» **Exercise brief**
Where the records below show a line containing "Task: where can the plant", start copying; end with the line containing "Task: where can the blue tennis", and copy it too.

» **Input**
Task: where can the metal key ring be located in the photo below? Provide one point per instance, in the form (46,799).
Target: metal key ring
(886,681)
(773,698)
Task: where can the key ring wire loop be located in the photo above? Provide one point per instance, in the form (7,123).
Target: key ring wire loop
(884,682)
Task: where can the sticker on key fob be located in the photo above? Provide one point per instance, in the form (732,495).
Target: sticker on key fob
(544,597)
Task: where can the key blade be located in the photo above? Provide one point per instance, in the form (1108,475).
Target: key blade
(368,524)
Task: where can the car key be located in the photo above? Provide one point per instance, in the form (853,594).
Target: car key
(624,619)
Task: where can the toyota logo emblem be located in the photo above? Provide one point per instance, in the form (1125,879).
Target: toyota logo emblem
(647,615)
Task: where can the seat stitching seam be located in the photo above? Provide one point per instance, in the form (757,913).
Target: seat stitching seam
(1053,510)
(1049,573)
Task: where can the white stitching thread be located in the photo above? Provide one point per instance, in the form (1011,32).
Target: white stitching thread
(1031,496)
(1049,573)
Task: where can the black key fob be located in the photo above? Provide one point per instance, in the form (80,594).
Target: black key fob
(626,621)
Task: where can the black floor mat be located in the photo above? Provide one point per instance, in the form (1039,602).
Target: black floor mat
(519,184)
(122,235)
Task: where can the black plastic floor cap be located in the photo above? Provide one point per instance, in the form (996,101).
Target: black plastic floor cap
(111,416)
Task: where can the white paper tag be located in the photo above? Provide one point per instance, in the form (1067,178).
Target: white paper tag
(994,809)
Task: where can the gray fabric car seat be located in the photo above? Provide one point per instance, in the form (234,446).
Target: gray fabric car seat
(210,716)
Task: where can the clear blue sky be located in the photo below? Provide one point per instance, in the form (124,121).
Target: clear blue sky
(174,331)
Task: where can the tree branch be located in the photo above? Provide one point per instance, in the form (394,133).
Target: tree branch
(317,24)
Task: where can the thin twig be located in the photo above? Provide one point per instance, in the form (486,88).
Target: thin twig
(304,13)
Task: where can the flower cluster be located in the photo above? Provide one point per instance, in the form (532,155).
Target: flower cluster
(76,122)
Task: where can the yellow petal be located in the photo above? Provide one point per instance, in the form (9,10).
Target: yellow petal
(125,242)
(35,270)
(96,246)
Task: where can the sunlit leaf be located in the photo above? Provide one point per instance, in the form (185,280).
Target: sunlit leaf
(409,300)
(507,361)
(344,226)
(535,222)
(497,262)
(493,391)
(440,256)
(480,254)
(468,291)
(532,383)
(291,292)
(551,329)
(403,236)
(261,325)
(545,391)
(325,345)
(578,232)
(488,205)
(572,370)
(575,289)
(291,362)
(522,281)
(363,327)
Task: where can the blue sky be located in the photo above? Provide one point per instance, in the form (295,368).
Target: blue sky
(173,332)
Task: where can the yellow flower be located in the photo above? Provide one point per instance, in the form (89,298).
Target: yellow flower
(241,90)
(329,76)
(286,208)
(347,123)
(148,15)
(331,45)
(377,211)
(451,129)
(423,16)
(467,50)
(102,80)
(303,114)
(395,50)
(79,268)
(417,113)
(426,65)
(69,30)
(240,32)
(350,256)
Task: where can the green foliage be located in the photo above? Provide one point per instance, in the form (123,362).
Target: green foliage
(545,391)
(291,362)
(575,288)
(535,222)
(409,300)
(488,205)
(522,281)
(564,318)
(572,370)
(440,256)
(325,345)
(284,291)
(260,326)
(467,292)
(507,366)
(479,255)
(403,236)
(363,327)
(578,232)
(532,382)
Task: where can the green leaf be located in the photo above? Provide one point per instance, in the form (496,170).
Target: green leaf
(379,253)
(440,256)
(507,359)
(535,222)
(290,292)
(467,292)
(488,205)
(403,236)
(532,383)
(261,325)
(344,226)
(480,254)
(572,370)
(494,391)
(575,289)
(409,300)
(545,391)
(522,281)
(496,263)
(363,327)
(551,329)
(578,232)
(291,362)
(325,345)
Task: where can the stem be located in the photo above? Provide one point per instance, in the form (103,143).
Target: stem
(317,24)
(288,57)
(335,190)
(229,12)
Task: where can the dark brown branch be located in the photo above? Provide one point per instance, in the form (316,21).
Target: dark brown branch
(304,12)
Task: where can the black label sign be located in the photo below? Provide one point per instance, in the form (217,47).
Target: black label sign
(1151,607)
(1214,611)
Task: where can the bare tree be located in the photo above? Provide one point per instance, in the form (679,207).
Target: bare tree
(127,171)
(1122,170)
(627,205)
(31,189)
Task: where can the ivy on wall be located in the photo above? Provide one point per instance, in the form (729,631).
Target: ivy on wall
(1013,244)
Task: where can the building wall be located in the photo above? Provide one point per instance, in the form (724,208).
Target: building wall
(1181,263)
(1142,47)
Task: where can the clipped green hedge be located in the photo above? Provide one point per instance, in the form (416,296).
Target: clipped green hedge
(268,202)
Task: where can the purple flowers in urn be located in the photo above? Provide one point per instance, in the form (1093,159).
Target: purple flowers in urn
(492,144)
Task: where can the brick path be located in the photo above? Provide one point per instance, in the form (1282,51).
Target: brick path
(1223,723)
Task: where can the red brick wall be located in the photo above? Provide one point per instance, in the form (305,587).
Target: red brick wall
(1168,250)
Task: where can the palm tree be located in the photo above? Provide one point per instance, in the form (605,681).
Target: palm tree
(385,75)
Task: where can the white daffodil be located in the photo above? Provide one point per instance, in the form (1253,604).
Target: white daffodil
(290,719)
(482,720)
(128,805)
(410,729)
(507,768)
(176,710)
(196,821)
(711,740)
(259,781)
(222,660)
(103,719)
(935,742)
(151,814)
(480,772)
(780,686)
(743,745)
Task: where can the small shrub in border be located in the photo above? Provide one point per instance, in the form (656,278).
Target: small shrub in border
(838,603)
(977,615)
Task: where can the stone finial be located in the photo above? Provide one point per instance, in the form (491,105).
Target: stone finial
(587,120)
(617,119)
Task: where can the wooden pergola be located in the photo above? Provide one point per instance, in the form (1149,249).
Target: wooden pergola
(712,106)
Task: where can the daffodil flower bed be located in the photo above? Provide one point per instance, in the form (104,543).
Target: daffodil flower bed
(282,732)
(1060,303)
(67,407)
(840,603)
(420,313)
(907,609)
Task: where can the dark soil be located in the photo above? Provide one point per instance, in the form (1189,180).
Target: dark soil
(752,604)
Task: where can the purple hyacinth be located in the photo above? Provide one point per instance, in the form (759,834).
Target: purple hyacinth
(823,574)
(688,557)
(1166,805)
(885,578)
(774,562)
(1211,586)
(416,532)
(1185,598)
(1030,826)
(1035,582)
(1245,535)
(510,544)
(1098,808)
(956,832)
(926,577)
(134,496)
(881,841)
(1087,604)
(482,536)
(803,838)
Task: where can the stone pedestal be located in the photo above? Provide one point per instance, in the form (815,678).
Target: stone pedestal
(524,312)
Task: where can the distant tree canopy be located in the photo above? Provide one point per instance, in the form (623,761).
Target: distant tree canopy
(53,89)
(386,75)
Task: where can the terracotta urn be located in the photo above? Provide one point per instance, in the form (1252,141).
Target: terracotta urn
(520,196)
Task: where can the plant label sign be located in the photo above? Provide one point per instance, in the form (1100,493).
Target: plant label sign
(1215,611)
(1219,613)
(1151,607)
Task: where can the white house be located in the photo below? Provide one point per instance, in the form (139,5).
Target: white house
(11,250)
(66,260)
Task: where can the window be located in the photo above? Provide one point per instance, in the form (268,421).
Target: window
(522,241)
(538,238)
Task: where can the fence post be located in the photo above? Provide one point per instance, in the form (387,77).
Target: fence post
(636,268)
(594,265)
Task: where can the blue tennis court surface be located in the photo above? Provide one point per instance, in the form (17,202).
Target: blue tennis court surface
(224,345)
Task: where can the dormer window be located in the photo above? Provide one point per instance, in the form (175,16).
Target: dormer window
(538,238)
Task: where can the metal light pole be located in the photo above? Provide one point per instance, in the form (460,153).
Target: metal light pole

» **Answer**
Task: where can the plant label sign be located in the photo above? Provide one point per instance, in the form (1100,493).
Target: plant label sign
(1215,611)
(1219,613)
(1151,607)
Task: where can the white house be located in the photo below? Provide one point per instance, in the form (139,5).
Target: white house
(11,250)
(66,260)
Task: where can the window be located in the photo above? Provide one point per instance, in the form (268,421).
Target: window
(522,241)
(538,238)
Task: where can the fence post be located in the photo above? Provide one point per instance, in the form (387,77).
Target: fence post
(636,268)
(594,265)
Task: where can the blue tennis court surface be located in the photo above? Provide one point per instance, in the form (17,202).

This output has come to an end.